# ÉNONCÉ 1
D'après l'extrait sur le luxe et le développement durable, en quelle année le « digital product passport » prendra-t-il effet pour l'industrie de la mode ?

# EXTRAIT DU TEXTE
>>>>>
Journal du Luxe : Pouvez-vous nous en dire plus sur la place des valeurs écologiques et durables dans l'acte d'achat des produits de luxe ?
Guillaume des Rotours et Raquel Navalón De La Rosa, KPMG : Les valeurs écologiques et durables prennent une place de plus en plus importante dans l'achat de produits de luxe, car les consommateurs deviennent plus conscients des impacts environnementaux et sociaux de leurs choix. Ils se disent d’ailleurs prêts à payer plus cher pour des articles éco-conçus, mais cela reste encore à prouver au niveau de l’acte d’achat.
D’après notre dernière étude KPMG "Future of Luxury" menée auprès des experts et professionnels du secteur, les enjeux ESG sont désormais reconnus comme prioritaires aux plus hauts niveaux de décision de l’entreprise. Pour les professionnels du luxe interrogés, si la qualité et le caractère artisanal des produits restent prioritaires (41 %), le développement durable figure dans le top 3 des priorités citées pour le secteur (37 %), juste derrière le caractère unique des produits (38 %) et devant la responsabilité sociale (36 %). Pour répondre à la demande des consommateurs, les marques de luxe mettent en place des stratégies de durabilité, travaillent à l’éco-conception de leurs produits et à l’optimisation de leurs productions pour répondre au plus près de la demande de leurs clients. La transparence et la traçabilité sont également cruciales, les consommateurs veulent connaître la provenance et les conditions de fabrication des produits qu’ils achètent. Le "digital product passport" qui prendra effet en 2027 pour l’industrie de la mode permettra de répondre à cette attente des consommateurs. De plus, les consommateurs recherchent des expériences d'achat cohérentes avec leurs valeurs écologiques, ce qui imposent aux Maisons de trouver le juste milieu entre expérience exceptionnelle et frugalité d’impact. Des emballages à la conception des boutiques, tout est en train d’être repensé au regard des objectifs fixés dans les stratégies RSE.
<<<<<
# DONNÉES FOURNIES
>>>>>
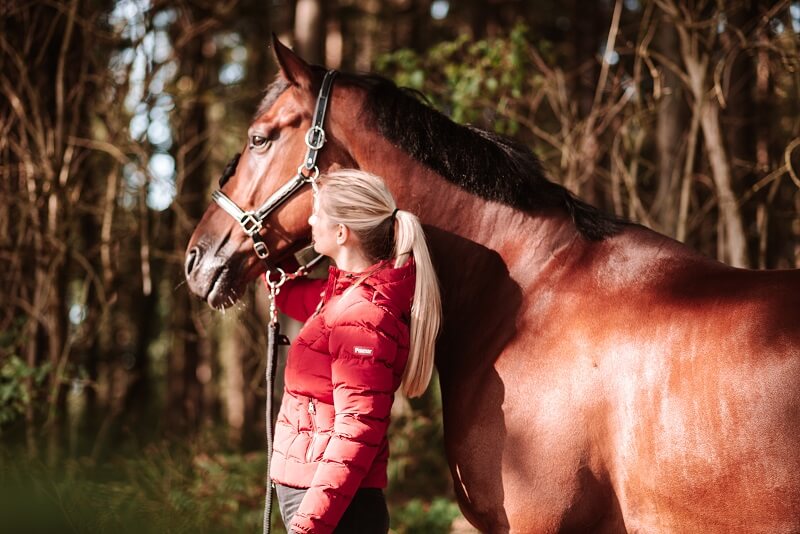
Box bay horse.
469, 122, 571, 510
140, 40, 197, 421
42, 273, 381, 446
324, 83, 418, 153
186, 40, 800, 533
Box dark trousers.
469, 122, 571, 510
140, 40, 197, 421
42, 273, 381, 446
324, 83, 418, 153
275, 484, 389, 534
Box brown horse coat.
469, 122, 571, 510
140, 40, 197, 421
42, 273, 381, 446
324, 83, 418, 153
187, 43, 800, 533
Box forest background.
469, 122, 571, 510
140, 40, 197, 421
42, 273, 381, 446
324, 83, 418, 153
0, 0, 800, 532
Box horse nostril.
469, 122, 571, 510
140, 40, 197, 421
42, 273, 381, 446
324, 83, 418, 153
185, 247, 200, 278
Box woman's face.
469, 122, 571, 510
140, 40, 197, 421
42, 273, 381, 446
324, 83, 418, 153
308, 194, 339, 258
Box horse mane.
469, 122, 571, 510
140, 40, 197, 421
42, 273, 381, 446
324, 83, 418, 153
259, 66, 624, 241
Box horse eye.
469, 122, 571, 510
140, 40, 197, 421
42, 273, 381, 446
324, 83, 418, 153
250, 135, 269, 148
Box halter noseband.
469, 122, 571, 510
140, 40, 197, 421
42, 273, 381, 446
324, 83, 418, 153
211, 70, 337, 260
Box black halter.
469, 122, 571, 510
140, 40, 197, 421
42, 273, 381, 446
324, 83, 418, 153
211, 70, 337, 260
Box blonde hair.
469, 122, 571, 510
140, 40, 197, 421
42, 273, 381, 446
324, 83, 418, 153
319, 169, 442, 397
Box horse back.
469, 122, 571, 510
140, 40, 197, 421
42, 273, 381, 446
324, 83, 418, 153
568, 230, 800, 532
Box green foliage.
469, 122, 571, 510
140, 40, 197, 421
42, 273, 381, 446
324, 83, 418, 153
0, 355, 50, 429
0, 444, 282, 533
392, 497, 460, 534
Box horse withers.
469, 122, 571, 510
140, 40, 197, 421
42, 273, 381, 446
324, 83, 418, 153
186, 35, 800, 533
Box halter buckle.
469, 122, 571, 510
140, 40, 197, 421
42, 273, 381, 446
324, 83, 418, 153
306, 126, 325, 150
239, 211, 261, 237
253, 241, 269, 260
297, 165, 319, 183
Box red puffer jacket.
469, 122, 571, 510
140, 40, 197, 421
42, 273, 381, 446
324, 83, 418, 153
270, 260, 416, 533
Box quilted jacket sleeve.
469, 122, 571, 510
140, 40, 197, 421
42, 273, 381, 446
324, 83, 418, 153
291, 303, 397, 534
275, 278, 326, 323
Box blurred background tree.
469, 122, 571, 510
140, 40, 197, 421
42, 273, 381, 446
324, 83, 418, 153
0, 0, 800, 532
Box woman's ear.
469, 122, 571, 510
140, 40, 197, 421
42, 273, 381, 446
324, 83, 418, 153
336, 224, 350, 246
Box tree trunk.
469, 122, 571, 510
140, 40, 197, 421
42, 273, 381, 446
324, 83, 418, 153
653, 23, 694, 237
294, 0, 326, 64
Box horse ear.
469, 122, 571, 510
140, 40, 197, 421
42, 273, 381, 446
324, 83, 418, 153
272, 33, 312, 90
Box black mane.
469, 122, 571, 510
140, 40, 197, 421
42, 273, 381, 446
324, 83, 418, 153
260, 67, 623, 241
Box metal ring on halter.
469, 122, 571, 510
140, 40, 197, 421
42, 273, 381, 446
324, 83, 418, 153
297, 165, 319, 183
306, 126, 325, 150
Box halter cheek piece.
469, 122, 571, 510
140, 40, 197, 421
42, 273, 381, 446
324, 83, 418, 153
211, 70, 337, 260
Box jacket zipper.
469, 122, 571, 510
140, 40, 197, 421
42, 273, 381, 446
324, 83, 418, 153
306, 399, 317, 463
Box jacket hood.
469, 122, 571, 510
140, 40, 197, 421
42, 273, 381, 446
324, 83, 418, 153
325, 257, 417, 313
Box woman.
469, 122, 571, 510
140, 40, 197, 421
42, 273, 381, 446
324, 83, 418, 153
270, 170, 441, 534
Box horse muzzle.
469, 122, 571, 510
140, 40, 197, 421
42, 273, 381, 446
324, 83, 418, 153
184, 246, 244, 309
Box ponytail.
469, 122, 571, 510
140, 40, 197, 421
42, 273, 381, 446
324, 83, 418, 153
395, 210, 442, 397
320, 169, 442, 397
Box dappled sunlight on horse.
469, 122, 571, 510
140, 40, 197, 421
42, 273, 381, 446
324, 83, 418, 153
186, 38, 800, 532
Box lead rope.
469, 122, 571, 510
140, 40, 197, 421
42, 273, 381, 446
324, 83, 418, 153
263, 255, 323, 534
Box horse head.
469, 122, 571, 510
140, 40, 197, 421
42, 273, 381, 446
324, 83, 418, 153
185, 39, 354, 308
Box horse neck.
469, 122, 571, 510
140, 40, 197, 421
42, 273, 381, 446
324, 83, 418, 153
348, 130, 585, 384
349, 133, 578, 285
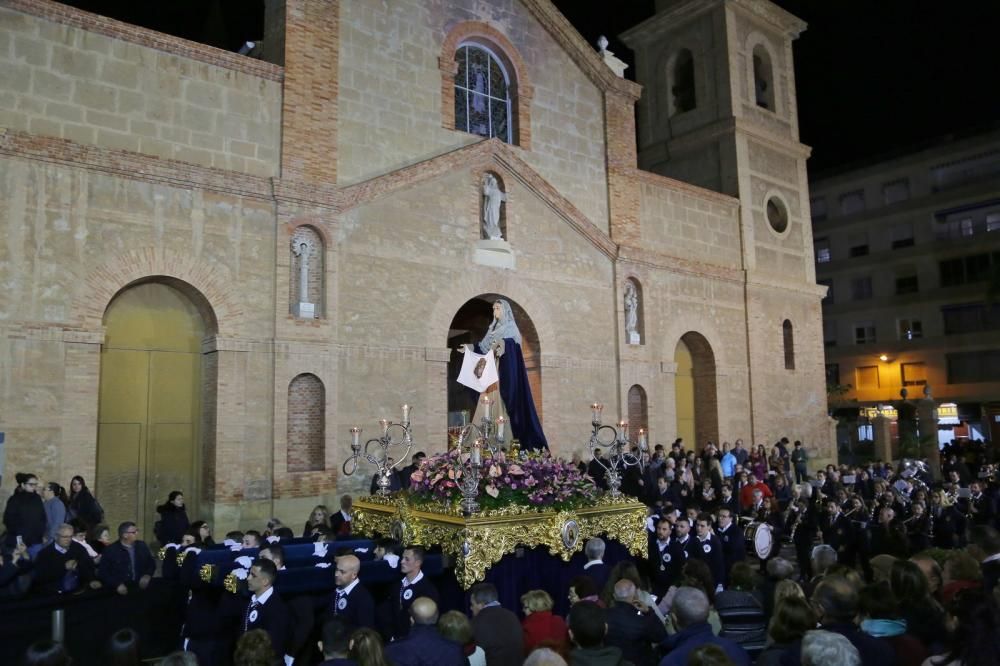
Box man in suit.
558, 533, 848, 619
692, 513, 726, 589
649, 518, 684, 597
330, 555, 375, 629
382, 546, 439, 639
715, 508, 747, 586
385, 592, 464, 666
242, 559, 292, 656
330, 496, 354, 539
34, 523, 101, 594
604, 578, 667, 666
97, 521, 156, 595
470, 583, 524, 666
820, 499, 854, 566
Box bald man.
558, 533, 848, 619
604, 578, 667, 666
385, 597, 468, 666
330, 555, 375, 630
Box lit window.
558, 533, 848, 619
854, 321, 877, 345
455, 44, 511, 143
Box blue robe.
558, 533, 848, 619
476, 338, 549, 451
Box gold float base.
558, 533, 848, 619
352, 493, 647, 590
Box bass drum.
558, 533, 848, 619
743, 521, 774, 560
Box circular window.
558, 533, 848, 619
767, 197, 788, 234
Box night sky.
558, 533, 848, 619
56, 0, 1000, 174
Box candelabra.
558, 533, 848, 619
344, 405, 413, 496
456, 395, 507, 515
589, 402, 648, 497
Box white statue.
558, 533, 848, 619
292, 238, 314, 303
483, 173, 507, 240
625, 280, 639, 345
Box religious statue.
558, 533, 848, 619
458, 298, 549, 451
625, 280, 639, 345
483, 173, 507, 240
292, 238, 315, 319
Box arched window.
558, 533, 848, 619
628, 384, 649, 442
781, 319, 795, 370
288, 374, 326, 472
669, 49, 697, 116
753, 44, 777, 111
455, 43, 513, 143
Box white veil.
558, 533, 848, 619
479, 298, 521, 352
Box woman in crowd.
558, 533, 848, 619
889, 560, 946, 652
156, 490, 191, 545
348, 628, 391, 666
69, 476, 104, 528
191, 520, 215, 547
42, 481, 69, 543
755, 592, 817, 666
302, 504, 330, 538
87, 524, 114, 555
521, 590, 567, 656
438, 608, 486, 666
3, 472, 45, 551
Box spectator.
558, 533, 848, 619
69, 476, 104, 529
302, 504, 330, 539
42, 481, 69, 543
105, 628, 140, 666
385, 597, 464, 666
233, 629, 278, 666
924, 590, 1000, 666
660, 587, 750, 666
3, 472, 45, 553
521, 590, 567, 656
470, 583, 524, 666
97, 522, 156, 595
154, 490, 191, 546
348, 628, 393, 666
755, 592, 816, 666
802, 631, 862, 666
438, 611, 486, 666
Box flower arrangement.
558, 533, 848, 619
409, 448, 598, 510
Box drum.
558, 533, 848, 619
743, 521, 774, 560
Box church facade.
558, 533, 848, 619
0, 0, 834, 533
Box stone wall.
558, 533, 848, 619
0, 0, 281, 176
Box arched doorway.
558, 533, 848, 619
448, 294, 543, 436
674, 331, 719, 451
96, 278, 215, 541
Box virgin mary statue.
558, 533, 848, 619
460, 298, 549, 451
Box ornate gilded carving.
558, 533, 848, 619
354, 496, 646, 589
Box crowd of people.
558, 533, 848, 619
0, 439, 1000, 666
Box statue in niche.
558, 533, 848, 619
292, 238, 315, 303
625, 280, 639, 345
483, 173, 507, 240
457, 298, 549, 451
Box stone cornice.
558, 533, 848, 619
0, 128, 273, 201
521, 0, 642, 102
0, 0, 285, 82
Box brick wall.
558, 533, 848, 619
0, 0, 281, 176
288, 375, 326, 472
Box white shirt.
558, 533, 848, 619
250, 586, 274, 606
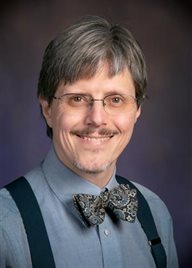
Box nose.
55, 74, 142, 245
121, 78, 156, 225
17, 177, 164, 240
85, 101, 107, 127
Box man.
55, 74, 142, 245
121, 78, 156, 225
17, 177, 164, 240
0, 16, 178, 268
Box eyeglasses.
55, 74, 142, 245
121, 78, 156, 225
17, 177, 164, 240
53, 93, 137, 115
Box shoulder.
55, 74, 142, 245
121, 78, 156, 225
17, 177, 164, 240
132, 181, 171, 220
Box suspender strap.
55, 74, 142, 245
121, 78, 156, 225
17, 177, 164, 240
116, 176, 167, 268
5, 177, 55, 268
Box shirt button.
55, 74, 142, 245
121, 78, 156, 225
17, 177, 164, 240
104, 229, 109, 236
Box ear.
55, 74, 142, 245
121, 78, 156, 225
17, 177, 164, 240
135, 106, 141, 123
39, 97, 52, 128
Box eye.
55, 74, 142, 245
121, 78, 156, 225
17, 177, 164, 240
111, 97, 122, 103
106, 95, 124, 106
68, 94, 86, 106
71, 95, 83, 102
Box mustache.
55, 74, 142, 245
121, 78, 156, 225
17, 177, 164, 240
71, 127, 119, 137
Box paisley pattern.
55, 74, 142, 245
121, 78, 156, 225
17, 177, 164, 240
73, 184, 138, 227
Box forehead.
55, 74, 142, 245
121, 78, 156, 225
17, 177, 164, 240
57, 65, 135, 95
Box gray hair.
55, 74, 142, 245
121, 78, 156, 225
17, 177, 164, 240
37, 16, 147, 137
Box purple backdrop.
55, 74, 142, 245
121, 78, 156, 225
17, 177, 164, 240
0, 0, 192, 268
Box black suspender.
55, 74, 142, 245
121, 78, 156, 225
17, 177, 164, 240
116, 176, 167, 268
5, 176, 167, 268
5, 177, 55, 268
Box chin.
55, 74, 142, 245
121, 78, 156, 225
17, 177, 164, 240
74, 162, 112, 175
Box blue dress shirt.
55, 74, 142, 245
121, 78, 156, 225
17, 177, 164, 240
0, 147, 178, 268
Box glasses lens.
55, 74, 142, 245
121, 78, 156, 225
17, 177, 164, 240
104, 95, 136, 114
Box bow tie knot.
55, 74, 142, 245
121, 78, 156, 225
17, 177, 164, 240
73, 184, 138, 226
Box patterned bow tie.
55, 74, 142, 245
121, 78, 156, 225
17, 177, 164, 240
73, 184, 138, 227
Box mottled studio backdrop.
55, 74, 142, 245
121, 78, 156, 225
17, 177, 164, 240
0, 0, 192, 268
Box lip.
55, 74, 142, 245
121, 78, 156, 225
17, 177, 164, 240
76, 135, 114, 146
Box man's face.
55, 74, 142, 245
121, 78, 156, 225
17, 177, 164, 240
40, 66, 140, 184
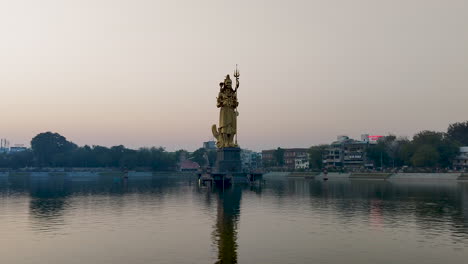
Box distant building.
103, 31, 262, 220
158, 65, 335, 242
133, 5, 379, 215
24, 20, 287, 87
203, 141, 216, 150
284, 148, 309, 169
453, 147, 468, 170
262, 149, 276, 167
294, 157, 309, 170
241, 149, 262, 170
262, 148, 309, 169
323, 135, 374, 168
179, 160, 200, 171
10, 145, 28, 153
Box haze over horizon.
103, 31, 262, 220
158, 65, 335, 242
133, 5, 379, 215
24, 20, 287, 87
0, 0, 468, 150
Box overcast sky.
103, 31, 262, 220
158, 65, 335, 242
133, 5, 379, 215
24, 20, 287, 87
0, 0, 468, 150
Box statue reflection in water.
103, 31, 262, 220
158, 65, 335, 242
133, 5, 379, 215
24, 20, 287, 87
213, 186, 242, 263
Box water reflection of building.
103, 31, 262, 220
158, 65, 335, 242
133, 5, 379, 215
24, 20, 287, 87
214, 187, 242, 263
<<<<<
# ÉNONCÉ 2
Dans la liste, recopiez s'il vous plaît les lignes situées entre celle qui contient « Box arched window. » et celle qui contient « 479, 298, 521, 352 », incluses, en remplaçant « arched » par « round » sans rien modifier d'autre.

# CORRIGÉ 1
En 2027.

# CORRIGÉ 2
Box round window.
558, 533, 848, 619
628, 384, 649, 442
781, 319, 795, 370
288, 374, 326, 472
669, 49, 697, 116
753, 44, 777, 111
455, 43, 513, 143
Box white veil.
558, 533, 848, 619
479, 298, 521, 352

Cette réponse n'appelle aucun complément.